** BEGIN Records **
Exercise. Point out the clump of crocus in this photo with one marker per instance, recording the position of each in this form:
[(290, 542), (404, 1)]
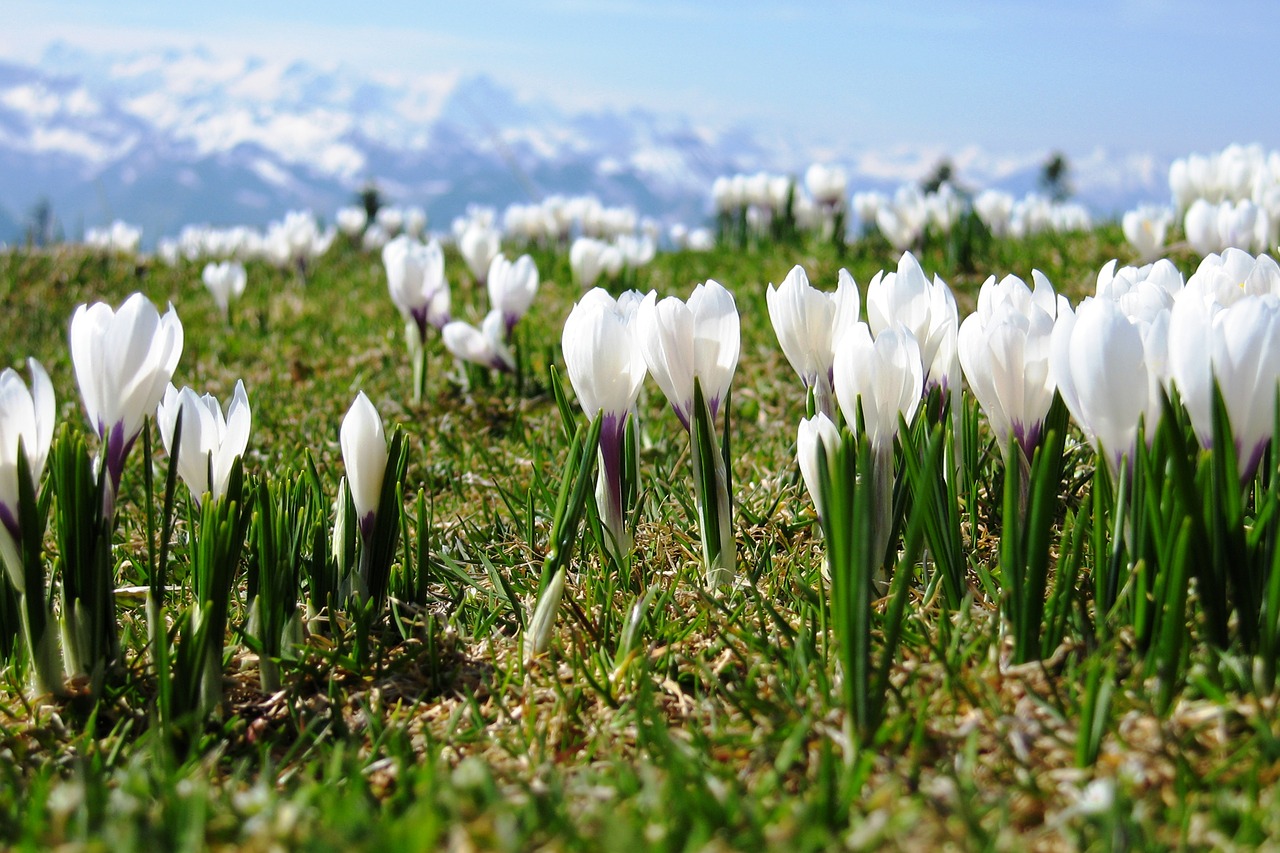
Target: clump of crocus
[(691, 350), (374, 475), (415, 277), (808, 323), (123, 364), (880, 381), (1004, 350), (211, 441), (928, 311), (512, 287), (607, 370), (26, 432), (208, 447)]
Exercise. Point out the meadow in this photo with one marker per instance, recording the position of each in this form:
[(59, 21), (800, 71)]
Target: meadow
[(663, 714)]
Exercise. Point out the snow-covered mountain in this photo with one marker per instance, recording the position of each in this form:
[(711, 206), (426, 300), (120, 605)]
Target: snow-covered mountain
[(164, 138)]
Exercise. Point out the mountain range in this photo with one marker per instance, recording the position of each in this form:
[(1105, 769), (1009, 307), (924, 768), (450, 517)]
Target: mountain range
[(170, 137)]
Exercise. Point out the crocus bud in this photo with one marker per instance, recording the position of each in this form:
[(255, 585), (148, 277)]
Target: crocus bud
[(485, 346), (364, 452), (817, 441), (415, 277), (479, 245), (210, 441), (225, 281)]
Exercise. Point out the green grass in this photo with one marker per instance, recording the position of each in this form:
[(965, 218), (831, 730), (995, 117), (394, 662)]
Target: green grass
[(663, 717)]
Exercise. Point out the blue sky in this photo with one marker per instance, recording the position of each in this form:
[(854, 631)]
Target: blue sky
[(1159, 76)]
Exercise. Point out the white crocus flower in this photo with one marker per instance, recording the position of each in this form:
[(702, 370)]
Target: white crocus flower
[(210, 441), (479, 245), (808, 323), (485, 346), (1004, 350), (817, 441), (364, 454), (26, 418), (512, 287), (927, 309), (415, 277), (123, 364), (681, 341), (225, 282), (1098, 361), (607, 370), (1144, 228)]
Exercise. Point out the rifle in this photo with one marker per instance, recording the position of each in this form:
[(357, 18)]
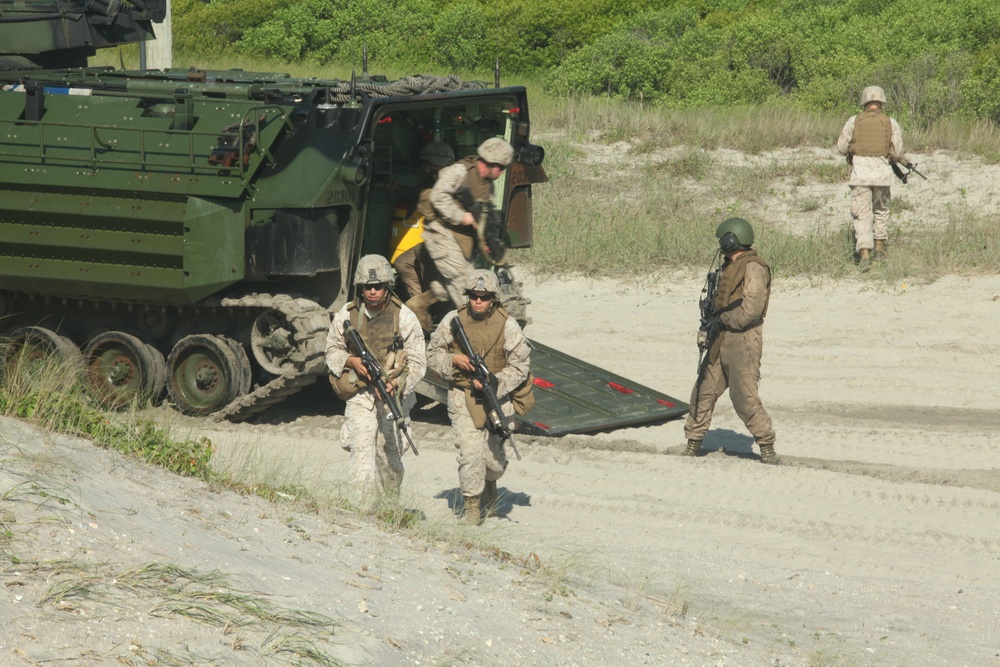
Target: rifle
** END Records **
Task statement
Return the material word for word. Pictures are not part of the copy.

Answer
Exercise. Point out the clump of crocus in this photo with one marker per instance, recording the position of each in this form:
[(290, 542), (404, 1)]
Target: clump of crocus
[(691, 350), (374, 475), (415, 277), (808, 323), (123, 364), (880, 381), (1004, 350), (211, 441), (928, 311), (512, 287), (607, 370), (26, 432), (208, 447)]
Exercise. Point out the meadow in this photo with one marker per instance, recording the position of each in this form:
[(59, 21), (800, 71)]
Target: meadow
[(663, 714)]
Exercise. Point out the snow-covered mountain in this photo with one marker per instance, recording the position of each in this form:
[(711, 206), (426, 300), (120, 605)]
Target: snow-covered mountain
[(164, 138)]
Exercise. Point out the mountain range in this photo with one marker per instance, recording the position of each in this form:
[(1105, 769), (1009, 307), (924, 768), (450, 517)]
Target: mountain range
[(170, 137)]
Exercise. Point out the crocus bud in this photo with one marker per instance, recording the position of each in this form:
[(255, 585), (148, 277)]
Target: crocus bud
[(485, 346), (364, 452), (817, 441), (415, 277), (479, 245), (210, 441), (225, 281)]
Exercise. Point out the green grass in this photo with one marker per instance, recording the position of each in this form:
[(965, 218), (831, 730), (995, 117), (394, 662)]
Target: green grass
[(663, 717)]
Exercise. Point out the blue sky in this photo with one marker per instance, recording the position of each in this form:
[(854, 631)]
Target: blue sky
[(1159, 76)]
Exercise. Point out the white crocus flower in this photo with one marker per instance, recording the position of each in this form:
[(702, 370)]
Target: white crocus flower
[(210, 441), (479, 245), (808, 323), (485, 346), (1004, 350), (817, 441), (364, 454), (26, 418), (512, 287), (927, 309), (415, 277), (123, 364), (681, 341), (225, 282), (1098, 361), (607, 370), (1144, 228)]
Exercise. Point out the rifle in this photo with one marker per instance, recording the position of each in this form:
[(357, 18)]
Target: rifle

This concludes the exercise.